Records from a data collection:

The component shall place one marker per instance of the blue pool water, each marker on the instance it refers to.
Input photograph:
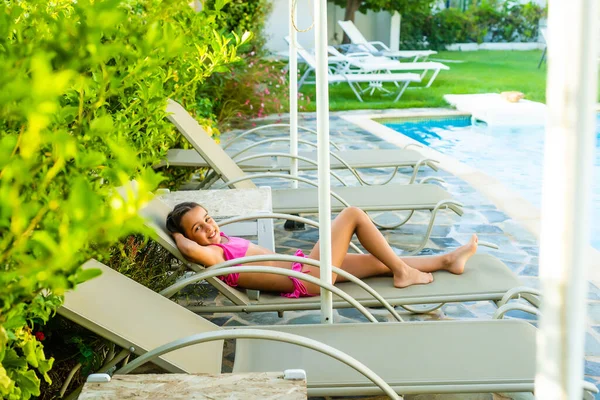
(513, 155)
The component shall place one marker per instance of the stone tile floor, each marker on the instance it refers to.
(518, 247)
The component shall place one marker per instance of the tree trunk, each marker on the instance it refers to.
(352, 7)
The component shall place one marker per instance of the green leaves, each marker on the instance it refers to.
(82, 111)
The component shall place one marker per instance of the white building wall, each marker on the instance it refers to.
(375, 26)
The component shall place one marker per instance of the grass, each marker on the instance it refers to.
(470, 72)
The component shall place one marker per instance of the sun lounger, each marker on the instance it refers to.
(485, 279)
(352, 160)
(354, 79)
(391, 197)
(450, 357)
(369, 64)
(357, 38)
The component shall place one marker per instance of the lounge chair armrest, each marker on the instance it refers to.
(431, 179)
(262, 334)
(259, 128)
(417, 145)
(213, 272)
(525, 292)
(290, 217)
(227, 267)
(283, 176)
(501, 311)
(286, 155)
(380, 44)
(271, 140)
(488, 244)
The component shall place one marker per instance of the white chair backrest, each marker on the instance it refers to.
(356, 37)
(131, 315)
(210, 151)
(305, 54)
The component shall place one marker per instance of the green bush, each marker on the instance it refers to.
(82, 98)
(493, 21)
(254, 87)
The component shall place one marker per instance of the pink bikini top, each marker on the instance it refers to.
(234, 248)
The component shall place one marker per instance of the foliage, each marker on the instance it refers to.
(402, 6)
(423, 26)
(253, 88)
(82, 111)
(506, 21)
(243, 16)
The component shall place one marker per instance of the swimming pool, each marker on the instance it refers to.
(513, 155)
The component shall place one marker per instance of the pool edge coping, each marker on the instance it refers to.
(506, 199)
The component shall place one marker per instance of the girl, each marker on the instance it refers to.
(199, 239)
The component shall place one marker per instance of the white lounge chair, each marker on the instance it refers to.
(375, 80)
(361, 359)
(357, 38)
(368, 63)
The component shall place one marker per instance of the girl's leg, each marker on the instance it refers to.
(353, 220)
(365, 265)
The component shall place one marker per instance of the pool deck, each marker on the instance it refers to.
(507, 200)
(492, 211)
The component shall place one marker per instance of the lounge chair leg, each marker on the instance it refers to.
(543, 57)
(294, 225)
(421, 308)
(401, 91)
(437, 71)
(354, 90)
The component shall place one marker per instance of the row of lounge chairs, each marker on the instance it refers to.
(340, 359)
(371, 66)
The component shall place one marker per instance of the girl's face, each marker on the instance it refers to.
(200, 227)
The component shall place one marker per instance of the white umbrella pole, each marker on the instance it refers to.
(571, 95)
(293, 71)
(323, 155)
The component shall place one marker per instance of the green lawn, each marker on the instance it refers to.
(477, 72)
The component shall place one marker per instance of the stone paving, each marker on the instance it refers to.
(518, 248)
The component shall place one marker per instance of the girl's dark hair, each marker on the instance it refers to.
(175, 216)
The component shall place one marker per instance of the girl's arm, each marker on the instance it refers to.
(205, 255)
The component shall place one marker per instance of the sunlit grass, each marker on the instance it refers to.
(470, 72)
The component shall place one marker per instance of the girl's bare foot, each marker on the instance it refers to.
(411, 276)
(458, 258)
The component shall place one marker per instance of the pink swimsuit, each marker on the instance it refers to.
(237, 248)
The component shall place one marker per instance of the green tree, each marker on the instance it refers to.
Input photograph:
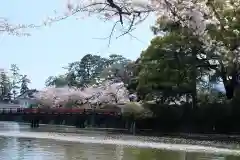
(57, 81)
(173, 65)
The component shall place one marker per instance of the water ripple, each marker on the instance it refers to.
(130, 143)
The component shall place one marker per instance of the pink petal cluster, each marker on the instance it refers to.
(107, 92)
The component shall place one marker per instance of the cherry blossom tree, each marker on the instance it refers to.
(107, 92)
(6, 27)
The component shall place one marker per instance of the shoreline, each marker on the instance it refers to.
(230, 138)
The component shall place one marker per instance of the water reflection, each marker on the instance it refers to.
(39, 149)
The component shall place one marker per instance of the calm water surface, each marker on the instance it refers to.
(24, 148)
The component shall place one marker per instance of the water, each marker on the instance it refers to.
(19, 142)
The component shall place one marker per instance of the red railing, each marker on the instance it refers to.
(57, 111)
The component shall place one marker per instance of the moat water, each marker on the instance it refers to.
(19, 142)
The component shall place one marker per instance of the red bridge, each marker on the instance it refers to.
(57, 111)
(107, 118)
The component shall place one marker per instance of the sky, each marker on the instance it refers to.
(50, 48)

_Work to complete_
Swap "The component" for "The system" throughout the material above, keeping everything else the same, and leave the pictures out of your answer.

_Problem solution_
The system shall place one marker per instance of the blue pool water, each marker on the instance it refers to.
Input photograph:
(513, 155)
The system shall place one marker per instance of the stone tile floor, each marker on the instance it refers to.
(518, 247)
The system shall place one marker per instance of the tree trunk, each marker on the instance it refers to.
(352, 7)
The system shall place one marker per instance of the green leaves, each marker on the instance it refers to.
(82, 111)
The system shall place one marker per instance of the white building wall, each marker on the instance it refers to.
(375, 26)
The system shall place one marker per instance of the grass, each marker on the instance it refers to.
(470, 72)
The system shall place one marker per instance of the sun lounger, each marker on the instance it refers to.
(485, 279)
(352, 160)
(354, 79)
(391, 197)
(450, 357)
(369, 64)
(357, 38)
The system shall place one marker per instance of the lounge chair armrest, each marker on the instance it refers to.
(431, 179)
(262, 334)
(259, 128)
(417, 145)
(213, 272)
(525, 292)
(290, 217)
(227, 267)
(283, 176)
(501, 311)
(286, 155)
(380, 44)
(271, 140)
(488, 244)
The system shall place one marker per instance of the white chair backrest, each marker on the instance it refers to.
(356, 37)
(131, 315)
(210, 151)
(305, 54)
The system shall place one marker per instance of the green bush, each marker on the instance it refers to.
(82, 98)
(493, 21)
(254, 87)
The system shall place one marker per instance of the pink bikini top, each marker on the instance it refers to.
(234, 248)
The system shall place one marker per instance of the foliage, each marker on the instance it refers to.
(402, 6)
(423, 26)
(253, 88)
(82, 111)
(506, 21)
(243, 16)
The system shall place one marker per instance of the swimming pool, each marker on the instance it refers to.
(513, 155)
The system shall place one marker per instance of the pool edge coping, each marker on the instance it refers to.
(506, 199)
The system shall place one marker per instance of the girl, each marker on the instance it refers to.
(199, 239)
The system shall place one marker per instance of the white lounge chair, each marker on the instance it refers to.
(375, 80)
(361, 359)
(357, 38)
(368, 63)
The system shall place one marker per instance of the girl's leg, each marker on the instance it refers to.
(353, 220)
(365, 265)
The system shall place one marker per instance of the pool deck, each marker on the instance it refers to.
(507, 200)
(492, 211)
The system shall place one marker per instance of the lounge chair leg, each marker on the instance it refers to.
(543, 57)
(294, 225)
(421, 308)
(401, 91)
(437, 71)
(354, 90)
The system shall place one marker per instance of the row of lounge chairs, each marker on the instance it refers to.
(340, 359)
(371, 66)
The system shall place one marker per instance of the girl's face, each marker on the instance it refers to.
(200, 227)
The system shall place one marker per instance of the white umbrella pole, each marker on the instance it refers to.
(571, 95)
(293, 71)
(323, 155)
The system shall place one marker per instance of the green lawn, each marker on the instance it refers to.
(477, 72)
The system shall place one marker per instance of the stone paving, each marker on the instance it refers to.
(518, 248)
The system shall place one marker per instance of the girl's dark hair, each marker on the instance it refers to.
(175, 216)
The system shall place one marker per instance of the girl's arm, each marker on the instance it refers to.
(205, 255)
The system shall place one marker per instance of the sunlit grass, each marker on the instance it refers to.
(470, 72)
The system shall place one marker per instance of the girl's bare foot, each marker on the instance it refers to.
(411, 276)
(458, 258)
The system shall place one marker per instance of the pink swimsuit, each marker on the instance it refers to.
(237, 248)
The system shall place one marker per instance of the green tree, each marker on the instance it refers to.
Input photograph:
(57, 81)
(173, 65)
The system shall place one marker per instance of the water ripple, each marker on the instance it refers to.
(130, 143)
The system shall place one marker per instance of the pink petal cluster, each marker on the instance it refers to.
(107, 92)
The system shall place one marker per instance of the cherry blossom tree, each marker on the instance it refers to.
(107, 92)
(6, 27)
The system shall place one marker per instance of the shoreline, each marker on the instance it refers to.
(230, 138)
The system shall place one marker per instance of the water reflection, each marker on the instance it refers to.
(39, 149)
The system shall place one marker per instance of the calm water surface, each marker on the instance it refers to.
(24, 148)
The system shall place one marker per instance of the water, each marker on the instance it refers to.
(19, 142)
The system shall place one marker per instance of the red railing, each marker on the instance it refers to.
(57, 111)
The system shall place one marker per instance of the moat water, each marker on the instance it refers to.
(19, 142)
The system shall place one marker per instance of the red bridge, each marker on the instance it refers to.
(57, 111)
(107, 118)
The system shall place one marker per instance of the sky, each marker on the instance it refers to.
(50, 48)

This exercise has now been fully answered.